READING PASSAGE
What Is Buttress Foot in Horses?
Buttress foot, also called pyramidal disease, is a term that describes a specific change in the appearance of a horse’s foot. Buttress is when the dorsal or frontmost aspect of the coronary band and top portion of the hoof start to bulge outward. This change in appearance of the foot means more serious changes within the hoof capsule. Thankfully, it is an uncommon condition and occurs only under specific circumstances.
Symptoms of Buttress Foot in Horses
Swelling at the dorsal aspect of the coronary band and hoof wall
Offloading the affected foot when standing
Over time, if not properly treated, the hoof wall and coronary band will continue to bulge causing increased pain for the horse.
Causes of Buttress Foot in Horses
Buttress foot is caused by new bone formation on the topmost part of the coffin bone, known as the extensor process, or the lowest part (distal end) of the pastern bone. This new bone formation can occur for a few different reasons:
Fracture of the coffin bone or outer portion of the pastern (usually secondary to trauma)
Chronic or historic soft tissue injury of the extensor tendon of the limb
How Veterinarians Diagnose Buttress Foot in Horses
Diagnosis of any orthopedic condition starts with a thorough physical and lameness exam performed by a veterinarian. The vet will feel the limb looking for any heat, swelling, or sensitivity. Motion exams, flexion tests, and nerve blocks help determine the specific location of the lameness within the limb.

EXERCISE AIM
According to the article on buttress foot in horses, what is another name for buttress foot? The data that comes next has no connection to the article on buttress foot in horses.

DATA PROVIDED

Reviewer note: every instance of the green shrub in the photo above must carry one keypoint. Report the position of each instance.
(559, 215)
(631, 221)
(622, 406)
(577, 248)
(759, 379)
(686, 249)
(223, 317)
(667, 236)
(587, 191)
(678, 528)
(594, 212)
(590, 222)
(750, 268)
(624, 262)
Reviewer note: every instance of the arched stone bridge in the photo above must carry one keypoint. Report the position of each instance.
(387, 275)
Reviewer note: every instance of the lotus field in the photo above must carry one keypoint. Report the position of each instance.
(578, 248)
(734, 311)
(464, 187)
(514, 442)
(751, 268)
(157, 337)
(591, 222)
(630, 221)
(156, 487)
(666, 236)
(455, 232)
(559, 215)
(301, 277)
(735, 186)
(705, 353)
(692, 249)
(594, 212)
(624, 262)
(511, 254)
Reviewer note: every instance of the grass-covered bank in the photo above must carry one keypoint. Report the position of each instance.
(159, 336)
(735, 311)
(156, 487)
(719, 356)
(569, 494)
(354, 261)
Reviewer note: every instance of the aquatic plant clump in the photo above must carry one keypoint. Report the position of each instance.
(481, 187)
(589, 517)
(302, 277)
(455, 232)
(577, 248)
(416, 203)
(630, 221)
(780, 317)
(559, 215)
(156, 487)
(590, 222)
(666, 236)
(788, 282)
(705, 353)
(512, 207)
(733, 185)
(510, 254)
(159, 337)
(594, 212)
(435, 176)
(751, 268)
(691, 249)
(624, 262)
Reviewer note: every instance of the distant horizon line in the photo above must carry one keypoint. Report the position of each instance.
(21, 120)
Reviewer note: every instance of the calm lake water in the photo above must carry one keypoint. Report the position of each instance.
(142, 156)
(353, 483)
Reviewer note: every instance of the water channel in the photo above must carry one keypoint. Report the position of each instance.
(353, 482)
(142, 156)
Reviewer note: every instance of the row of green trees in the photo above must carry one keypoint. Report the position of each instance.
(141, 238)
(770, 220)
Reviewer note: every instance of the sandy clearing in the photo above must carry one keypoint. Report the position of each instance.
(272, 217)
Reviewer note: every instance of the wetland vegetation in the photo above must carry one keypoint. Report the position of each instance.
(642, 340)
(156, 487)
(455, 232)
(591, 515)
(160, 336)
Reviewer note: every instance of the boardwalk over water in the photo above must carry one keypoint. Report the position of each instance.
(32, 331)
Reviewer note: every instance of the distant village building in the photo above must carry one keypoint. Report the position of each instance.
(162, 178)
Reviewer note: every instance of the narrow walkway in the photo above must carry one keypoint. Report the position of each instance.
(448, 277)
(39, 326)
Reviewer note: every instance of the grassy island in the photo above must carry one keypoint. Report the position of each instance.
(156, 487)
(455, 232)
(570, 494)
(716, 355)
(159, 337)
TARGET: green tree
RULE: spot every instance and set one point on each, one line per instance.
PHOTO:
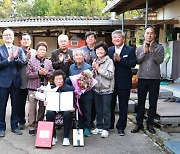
(22, 8)
(6, 9)
(40, 7)
(76, 7)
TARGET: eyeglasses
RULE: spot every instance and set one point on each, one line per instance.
(8, 35)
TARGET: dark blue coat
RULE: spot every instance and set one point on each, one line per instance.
(123, 76)
(9, 70)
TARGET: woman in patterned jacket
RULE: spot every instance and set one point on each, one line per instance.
(39, 69)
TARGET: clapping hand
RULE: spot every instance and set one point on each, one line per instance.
(95, 66)
(15, 53)
(117, 57)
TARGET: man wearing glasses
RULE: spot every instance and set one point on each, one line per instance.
(10, 81)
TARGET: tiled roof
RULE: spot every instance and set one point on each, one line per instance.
(57, 21)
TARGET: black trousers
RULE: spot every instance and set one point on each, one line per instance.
(145, 86)
(113, 105)
(67, 121)
(21, 105)
(123, 98)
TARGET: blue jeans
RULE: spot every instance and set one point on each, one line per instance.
(103, 110)
(145, 86)
(67, 121)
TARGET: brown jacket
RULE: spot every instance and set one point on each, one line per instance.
(149, 63)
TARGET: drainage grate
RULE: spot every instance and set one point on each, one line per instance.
(174, 146)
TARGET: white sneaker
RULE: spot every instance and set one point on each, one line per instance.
(66, 142)
(96, 131)
(54, 140)
(104, 134)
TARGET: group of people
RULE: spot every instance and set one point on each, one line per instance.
(23, 70)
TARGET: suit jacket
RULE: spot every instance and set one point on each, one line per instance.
(10, 70)
(62, 66)
(123, 76)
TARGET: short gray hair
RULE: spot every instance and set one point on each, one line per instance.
(63, 37)
(118, 32)
(76, 50)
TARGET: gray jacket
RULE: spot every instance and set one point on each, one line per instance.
(105, 76)
(23, 69)
(149, 63)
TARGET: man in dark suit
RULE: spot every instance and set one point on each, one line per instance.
(10, 81)
(124, 59)
(62, 57)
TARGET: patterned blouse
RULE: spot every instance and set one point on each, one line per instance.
(32, 73)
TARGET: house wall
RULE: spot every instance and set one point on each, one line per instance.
(51, 41)
(170, 11)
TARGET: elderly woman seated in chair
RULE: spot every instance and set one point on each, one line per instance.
(59, 78)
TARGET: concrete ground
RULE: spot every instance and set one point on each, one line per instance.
(138, 143)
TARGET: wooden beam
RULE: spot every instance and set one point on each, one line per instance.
(128, 6)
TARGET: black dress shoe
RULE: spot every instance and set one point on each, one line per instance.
(121, 132)
(17, 131)
(2, 133)
(137, 128)
(21, 126)
(151, 129)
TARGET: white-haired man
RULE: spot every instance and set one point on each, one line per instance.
(10, 81)
(62, 57)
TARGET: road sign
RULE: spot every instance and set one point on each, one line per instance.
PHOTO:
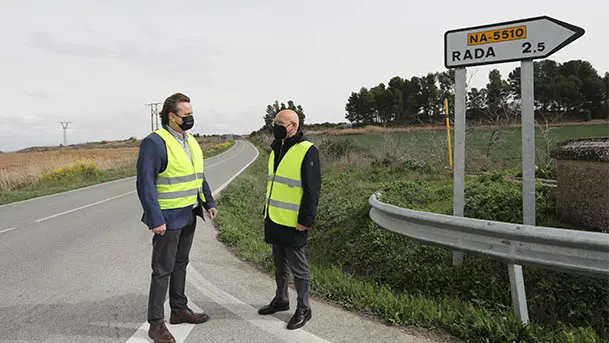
(518, 40)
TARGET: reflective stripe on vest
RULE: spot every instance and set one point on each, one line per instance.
(180, 183)
(284, 187)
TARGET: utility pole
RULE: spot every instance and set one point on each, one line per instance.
(64, 125)
(154, 112)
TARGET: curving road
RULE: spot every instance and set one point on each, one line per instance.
(75, 267)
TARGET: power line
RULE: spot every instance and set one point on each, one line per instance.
(154, 113)
(64, 125)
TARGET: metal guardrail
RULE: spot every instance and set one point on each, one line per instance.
(570, 251)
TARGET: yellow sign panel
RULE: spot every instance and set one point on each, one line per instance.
(496, 36)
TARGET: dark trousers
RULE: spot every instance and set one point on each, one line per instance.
(293, 259)
(169, 260)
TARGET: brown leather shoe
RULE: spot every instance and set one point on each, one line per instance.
(160, 334)
(187, 316)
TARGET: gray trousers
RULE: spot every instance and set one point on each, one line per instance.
(293, 259)
(170, 256)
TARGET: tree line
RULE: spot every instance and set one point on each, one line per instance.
(573, 91)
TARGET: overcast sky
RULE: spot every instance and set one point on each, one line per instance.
(96, 63)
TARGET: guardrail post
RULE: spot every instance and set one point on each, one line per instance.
(459, 161)
(519, 298)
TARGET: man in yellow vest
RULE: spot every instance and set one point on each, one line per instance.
(172, 190)
(293, 188)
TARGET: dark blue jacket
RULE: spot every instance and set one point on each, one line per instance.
(151, 161)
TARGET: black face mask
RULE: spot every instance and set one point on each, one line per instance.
(187, 123)
(280, 132)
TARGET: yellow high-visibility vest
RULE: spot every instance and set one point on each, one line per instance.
(182, 181)
(284, 187)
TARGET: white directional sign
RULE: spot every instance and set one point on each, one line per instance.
(511, 41)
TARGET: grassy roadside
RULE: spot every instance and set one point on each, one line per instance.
(81, 174)
(363, 268)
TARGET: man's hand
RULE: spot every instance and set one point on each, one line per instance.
(213, 213)
(160, 230)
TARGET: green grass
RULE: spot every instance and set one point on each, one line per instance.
(506, 154)
(66, 179)
(52, 187)
(365, 268)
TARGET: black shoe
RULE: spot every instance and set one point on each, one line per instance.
(300, 318)
(273, 307)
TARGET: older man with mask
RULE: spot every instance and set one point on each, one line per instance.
(173, 191)
(293, 189)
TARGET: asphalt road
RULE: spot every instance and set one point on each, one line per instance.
(75, 267)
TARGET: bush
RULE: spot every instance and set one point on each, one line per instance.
(494, 198)
(332, 148)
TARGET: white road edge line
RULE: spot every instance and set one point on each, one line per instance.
(7, 230)
(248, 313)
(225, 160)
(83, 207)
(224, 185)
(179, 332)
(93, 186)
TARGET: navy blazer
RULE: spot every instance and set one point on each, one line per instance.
(151, 161)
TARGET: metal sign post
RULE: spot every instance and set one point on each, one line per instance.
(519, 40)
(459, 162)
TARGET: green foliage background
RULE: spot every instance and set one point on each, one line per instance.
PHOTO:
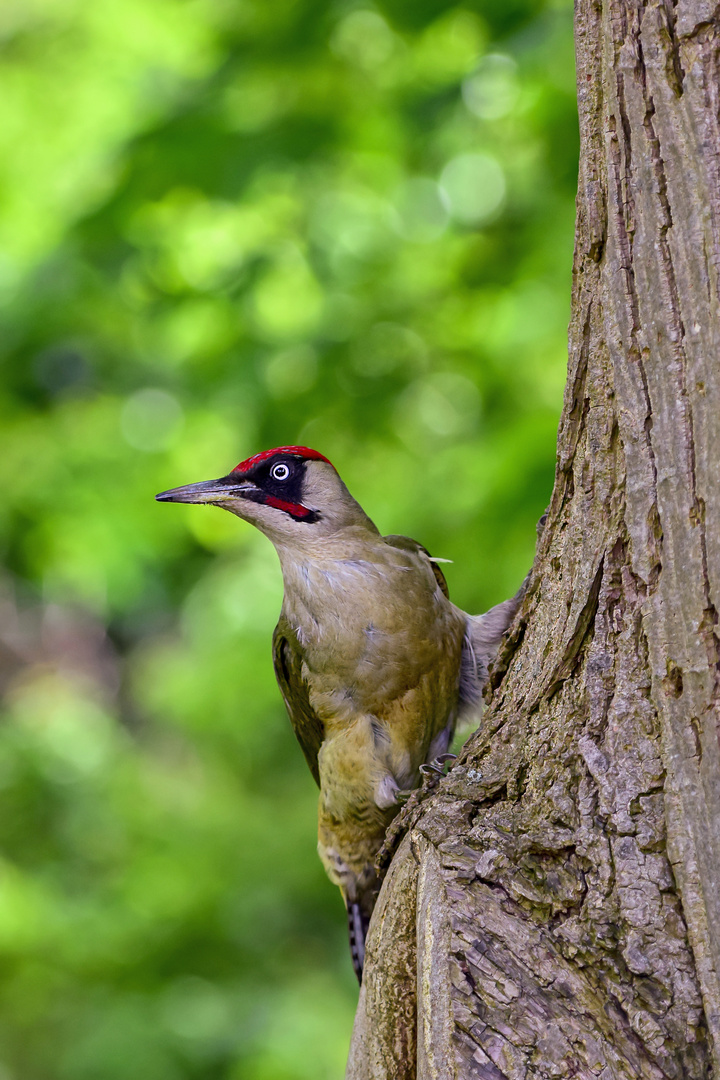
(228, 225)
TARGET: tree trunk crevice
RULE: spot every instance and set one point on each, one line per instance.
(554, 907)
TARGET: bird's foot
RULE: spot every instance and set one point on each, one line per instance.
(437, 767)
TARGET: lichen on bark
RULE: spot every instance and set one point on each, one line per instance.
(554, 908)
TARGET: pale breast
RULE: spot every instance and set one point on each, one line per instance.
(370, 630)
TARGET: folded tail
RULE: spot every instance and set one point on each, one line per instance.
(357, 923)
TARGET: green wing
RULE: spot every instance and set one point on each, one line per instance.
(406, 543)
(287, 661)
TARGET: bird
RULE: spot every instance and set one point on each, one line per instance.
(375, 663)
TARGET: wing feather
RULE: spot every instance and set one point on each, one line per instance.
(308, 727)
(406, 543)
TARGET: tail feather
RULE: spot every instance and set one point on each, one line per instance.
(357, 923)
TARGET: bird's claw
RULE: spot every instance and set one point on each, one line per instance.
(437, 767)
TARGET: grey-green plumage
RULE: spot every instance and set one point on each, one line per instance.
(374, 661)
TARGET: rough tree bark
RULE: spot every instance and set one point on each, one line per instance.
(553, 908)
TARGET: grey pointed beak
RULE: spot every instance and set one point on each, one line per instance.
(209, 490)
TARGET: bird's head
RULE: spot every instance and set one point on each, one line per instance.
(291, 494)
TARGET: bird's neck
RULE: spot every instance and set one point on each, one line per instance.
(333, 580)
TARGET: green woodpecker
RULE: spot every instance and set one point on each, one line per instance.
(374, 661)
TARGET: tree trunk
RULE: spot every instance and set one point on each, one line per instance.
(553, 908)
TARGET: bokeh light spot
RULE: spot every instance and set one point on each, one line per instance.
(474, 186)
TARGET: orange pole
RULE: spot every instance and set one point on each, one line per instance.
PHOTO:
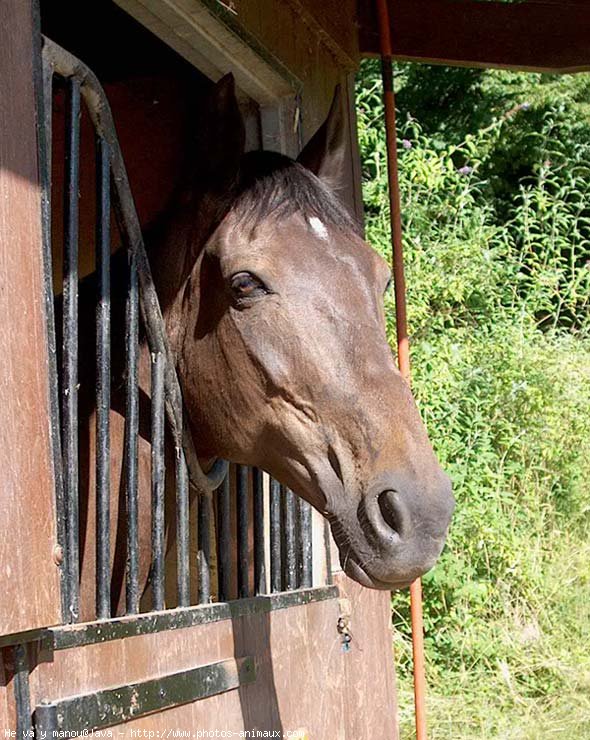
(403, 346)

OUTPUT BELOW
Pyramidal disease.